● **Problem**
Reproduce the part of the VTK import excerpt starting with "So I tried to" and going on through "work in ACCRE.".

So I tried to import existing codes from Chimera and make it work in VTK. Since Chimera codes were written in Python. I was trying to use a boost/python library to import the codes. However, this attempt failed due to the fact that I couldn’t get it to work in ACCRE.
Final Solution
The data was first imported in Pymol using fetch command and exported as VRML by going to “File-Export Image As-VRML 2…” Then data was imported into C++ using the vtkVRMLimporter. Codes are given as below:
vtkSmartPointer<vtkVRMLImporter> importer1 = vtkSmartPointer<vtkVRMLImporter>::New();
importer1->SetFileName ( input1.c_str() );
importer1->Update();
Fig. 3. A diagram of the workflow. The top and bottom workflows show the first part. The left-most double-arrow shows the second part while the middle workflow shows the third part.

● **Items**
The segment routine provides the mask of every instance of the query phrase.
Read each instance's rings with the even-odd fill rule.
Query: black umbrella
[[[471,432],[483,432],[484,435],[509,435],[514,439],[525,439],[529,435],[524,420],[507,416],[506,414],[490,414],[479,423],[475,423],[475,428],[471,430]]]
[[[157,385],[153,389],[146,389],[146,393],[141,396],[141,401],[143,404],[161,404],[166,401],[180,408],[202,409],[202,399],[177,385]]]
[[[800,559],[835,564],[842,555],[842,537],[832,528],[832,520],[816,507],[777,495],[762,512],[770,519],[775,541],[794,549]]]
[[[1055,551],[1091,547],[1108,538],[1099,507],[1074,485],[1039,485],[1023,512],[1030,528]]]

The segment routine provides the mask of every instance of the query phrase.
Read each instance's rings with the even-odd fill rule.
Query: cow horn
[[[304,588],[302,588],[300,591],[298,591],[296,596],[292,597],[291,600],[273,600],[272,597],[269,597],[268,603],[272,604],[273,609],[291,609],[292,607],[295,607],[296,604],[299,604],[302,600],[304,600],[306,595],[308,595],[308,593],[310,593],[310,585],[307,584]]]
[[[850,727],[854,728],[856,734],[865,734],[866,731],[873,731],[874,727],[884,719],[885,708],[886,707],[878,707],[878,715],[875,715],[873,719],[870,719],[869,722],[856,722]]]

● **Full solution**
So I tried to import existing codes from Chimera and make it work in VTK. Since Chimera codes were written in Python. I was trying to use a boost/python library to import the codes. However, this attempt failed due to the fact that I couldn’t get it to work in ACCRE.